**Aufgabe 1:** Erkläre bitte anhand des Textauszugs in ein bis drei Sätzen, warum der Ankläger so nachdrücklich auf einem Geständnis Edathys besteht, obwohl das Verfahren auch ohne Geständnis vorzeitig beendet werden könnte.
------------------------------
Druck gegen Druck? Ankläger brauchen Edathy-Geständnis
Hannover (dpa) - So eindringlich wie im Kinderporno-Prozess gegen Sebastian Edathy pocht ein Staatsanwalt selten auf ein Geständnis:
Nur wenn sich der frühere SPD-Bundestagsabgeordnete „glaubhaft geständig“ zeige, sei eine Einstellung des Verfahrens gegen eine Geldauflage denkbar, sagte Oberstaatsanwalt Thomas Klinge am ersten Prozesstag.
Dabei könnte das Verfahren auch ohne Geständnis vorzeitig beendet werden. Doch die Vehemenz des Anklägers aus Hannover hat ihren guten Grund: Die Behörde steht seit Beginn der langwierigen Ermittlungen gegen Ex-Bundespräsident Christian Wulff permanent in der Kritik - und jetzt wird auch noch gegen den zuständigen Chefankläger, den Celler Generalstaatsanwalt Frank Lüttig, wegen Geheimnisverrats ermittelt.
------------------------------
**Aufgabe 2:** Tausche in den Einträgen „horse hoof“ gegen „horse leg“ und gib die Zeilen wieder, beginnend mit der Zeile mit „For every instance of the horse hoof, put“ bis einschließlich der Zeile mit „(1435, 514)“. Alles andere bleibt unverändert.

**Vorliegende Einträge:**
------------------------------
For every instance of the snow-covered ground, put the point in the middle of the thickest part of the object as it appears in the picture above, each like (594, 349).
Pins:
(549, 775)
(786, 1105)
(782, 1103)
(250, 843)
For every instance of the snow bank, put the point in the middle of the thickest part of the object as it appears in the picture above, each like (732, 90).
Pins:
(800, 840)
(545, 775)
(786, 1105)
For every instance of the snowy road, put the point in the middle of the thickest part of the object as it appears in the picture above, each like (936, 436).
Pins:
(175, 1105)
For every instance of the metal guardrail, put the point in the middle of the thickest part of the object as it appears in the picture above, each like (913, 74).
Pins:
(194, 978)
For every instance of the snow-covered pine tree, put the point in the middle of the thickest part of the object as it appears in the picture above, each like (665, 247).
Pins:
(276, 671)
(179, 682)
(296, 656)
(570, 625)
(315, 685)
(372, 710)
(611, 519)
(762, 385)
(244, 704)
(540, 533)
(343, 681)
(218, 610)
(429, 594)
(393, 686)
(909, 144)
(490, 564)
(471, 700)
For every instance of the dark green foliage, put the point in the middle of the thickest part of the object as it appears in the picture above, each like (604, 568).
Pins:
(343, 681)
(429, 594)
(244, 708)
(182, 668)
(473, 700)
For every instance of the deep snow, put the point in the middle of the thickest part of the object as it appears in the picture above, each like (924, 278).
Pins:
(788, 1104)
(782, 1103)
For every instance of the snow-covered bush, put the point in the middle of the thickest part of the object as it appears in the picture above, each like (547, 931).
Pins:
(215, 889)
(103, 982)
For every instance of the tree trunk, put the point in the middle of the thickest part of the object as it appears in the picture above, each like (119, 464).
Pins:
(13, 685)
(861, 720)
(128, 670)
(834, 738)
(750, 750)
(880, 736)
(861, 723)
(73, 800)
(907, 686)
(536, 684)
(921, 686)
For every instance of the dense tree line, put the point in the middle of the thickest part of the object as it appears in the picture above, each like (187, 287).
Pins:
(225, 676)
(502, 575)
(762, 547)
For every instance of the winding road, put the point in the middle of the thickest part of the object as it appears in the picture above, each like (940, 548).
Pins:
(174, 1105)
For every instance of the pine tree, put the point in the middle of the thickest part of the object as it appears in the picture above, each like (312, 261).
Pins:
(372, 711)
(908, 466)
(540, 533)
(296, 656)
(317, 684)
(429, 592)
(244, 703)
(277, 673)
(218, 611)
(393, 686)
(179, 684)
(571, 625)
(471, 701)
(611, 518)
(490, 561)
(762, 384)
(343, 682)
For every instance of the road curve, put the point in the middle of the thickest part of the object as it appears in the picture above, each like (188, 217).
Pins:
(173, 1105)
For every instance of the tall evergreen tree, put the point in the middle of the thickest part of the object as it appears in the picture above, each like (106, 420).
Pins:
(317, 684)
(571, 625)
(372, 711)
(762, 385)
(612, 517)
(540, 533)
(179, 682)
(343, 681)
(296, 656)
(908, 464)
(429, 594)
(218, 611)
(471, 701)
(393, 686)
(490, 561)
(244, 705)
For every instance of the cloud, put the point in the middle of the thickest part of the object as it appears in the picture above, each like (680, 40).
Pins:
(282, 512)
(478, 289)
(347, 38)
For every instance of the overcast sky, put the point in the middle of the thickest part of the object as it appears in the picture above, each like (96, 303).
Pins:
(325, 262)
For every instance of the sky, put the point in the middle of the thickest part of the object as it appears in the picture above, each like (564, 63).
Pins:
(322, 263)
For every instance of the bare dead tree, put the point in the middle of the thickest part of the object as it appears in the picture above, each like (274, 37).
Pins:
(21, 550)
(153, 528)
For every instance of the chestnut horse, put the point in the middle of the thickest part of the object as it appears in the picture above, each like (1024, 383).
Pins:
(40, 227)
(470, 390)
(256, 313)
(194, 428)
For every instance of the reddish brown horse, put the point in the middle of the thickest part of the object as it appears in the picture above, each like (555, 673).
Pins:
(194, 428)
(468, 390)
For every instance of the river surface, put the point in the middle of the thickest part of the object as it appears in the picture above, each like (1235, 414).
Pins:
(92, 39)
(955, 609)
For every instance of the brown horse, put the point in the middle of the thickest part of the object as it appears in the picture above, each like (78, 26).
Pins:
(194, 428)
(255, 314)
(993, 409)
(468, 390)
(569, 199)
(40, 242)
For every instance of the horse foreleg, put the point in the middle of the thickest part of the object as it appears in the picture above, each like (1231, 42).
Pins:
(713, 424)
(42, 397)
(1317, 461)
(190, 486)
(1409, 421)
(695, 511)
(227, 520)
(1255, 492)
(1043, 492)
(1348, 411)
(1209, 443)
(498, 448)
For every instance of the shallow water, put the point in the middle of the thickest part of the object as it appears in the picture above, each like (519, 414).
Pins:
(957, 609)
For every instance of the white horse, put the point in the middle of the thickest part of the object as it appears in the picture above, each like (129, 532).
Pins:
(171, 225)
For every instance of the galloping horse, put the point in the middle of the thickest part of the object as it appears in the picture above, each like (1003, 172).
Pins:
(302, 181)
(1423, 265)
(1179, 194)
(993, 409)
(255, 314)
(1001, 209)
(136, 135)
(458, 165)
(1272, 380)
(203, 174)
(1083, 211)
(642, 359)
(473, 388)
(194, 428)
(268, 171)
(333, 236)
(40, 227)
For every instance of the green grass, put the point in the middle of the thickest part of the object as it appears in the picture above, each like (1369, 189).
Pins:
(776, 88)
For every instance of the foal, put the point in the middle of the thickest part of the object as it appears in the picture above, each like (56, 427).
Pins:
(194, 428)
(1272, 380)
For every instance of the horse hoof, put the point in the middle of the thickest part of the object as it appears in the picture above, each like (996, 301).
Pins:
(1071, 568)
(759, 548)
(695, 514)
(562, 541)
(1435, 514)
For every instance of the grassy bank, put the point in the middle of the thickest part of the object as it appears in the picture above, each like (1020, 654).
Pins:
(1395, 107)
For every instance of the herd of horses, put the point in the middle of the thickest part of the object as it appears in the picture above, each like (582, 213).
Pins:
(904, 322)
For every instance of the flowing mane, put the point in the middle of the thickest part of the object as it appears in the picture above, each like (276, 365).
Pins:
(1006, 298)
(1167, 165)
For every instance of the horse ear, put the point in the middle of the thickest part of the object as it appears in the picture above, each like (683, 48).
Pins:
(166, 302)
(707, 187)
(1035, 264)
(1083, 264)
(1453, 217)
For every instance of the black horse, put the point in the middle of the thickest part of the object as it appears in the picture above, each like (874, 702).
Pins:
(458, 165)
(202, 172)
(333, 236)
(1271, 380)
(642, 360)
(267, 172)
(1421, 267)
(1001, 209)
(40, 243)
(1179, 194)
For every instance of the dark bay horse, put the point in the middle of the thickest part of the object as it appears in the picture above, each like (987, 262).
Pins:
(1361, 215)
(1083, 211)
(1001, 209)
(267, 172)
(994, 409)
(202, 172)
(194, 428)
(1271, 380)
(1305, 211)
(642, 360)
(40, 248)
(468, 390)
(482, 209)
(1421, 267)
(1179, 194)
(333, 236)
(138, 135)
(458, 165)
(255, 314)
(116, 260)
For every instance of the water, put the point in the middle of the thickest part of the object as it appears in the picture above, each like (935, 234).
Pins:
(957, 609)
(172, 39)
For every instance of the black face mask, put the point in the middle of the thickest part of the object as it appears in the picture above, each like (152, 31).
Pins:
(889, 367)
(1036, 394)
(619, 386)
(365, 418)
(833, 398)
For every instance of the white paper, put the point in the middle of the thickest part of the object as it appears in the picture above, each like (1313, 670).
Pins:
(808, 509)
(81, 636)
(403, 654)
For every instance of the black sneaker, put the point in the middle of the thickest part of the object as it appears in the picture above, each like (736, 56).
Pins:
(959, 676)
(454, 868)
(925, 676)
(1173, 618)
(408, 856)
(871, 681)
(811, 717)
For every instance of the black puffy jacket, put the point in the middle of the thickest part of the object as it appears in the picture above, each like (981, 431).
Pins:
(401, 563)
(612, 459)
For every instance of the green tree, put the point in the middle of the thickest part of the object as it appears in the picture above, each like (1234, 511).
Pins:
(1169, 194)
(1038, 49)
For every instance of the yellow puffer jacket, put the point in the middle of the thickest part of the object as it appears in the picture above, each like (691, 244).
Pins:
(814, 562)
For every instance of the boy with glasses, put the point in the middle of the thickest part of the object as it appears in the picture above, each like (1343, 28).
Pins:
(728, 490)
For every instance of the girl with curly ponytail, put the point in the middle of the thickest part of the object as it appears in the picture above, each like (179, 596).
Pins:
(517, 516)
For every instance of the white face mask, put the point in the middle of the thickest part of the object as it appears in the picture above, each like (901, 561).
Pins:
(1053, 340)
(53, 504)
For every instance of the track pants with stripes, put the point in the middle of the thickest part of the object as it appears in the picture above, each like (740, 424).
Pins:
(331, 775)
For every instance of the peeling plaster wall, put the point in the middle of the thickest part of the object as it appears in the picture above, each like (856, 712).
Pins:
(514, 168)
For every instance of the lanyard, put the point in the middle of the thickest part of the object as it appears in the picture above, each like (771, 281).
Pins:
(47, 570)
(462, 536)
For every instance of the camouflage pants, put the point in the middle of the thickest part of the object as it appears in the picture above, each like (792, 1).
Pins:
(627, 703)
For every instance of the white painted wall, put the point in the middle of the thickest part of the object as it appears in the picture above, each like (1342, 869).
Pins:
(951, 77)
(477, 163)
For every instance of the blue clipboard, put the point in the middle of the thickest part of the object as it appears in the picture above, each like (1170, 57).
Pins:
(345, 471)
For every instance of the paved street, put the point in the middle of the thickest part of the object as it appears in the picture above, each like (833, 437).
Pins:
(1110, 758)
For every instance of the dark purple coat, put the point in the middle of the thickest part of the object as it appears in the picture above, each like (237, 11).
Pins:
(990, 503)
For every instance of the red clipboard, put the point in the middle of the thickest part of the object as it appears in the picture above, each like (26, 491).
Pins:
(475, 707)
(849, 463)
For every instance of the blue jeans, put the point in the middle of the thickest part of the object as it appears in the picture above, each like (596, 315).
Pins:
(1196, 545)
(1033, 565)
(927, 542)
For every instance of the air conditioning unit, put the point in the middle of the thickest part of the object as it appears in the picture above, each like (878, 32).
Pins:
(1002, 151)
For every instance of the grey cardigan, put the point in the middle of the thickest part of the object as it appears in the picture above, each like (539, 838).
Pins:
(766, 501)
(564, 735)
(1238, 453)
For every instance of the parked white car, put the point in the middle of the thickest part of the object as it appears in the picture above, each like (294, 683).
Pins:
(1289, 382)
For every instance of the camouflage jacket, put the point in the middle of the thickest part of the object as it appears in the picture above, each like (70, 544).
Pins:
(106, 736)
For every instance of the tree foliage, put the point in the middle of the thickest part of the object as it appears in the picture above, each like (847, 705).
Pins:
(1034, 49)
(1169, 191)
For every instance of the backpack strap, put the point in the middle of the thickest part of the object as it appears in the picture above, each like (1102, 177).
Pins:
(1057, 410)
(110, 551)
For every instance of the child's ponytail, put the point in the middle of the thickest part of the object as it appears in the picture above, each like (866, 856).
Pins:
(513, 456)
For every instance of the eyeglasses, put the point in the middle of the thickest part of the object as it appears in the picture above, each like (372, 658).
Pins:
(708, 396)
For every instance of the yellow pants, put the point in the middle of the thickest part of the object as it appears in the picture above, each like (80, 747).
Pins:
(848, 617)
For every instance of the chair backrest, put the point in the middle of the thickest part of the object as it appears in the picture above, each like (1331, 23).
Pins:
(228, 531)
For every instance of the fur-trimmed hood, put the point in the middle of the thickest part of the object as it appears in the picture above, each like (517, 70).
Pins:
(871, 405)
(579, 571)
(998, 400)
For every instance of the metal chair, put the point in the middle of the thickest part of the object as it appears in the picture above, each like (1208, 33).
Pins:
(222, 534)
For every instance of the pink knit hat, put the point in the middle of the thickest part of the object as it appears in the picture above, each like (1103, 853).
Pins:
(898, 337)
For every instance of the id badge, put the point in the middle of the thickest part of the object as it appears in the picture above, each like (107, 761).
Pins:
------------------------------
**Lösung 1:** Die Anklagebehörde in Hannover steht seit Beginn der langwierigen Ermittlungen gegen Ex-Bundespräsident Christian Wulff ständig in der Kritik. Hinzu kommt, dass nun auch gegen den zuständigen Chefankläger, den Celler Generalstaatsanwalt Frank Lüttig, wegen Geheimnisverrats ermittelt wird.

**Lösung 2:**
For every instance of the horse leg, put the point in the middle of the thickest part of the object as it appears in the picture above, each like (996, 301).
Pins:
(1071, 568)
(759, 548)
(695, 514)
(562, 541)
(1435, 514)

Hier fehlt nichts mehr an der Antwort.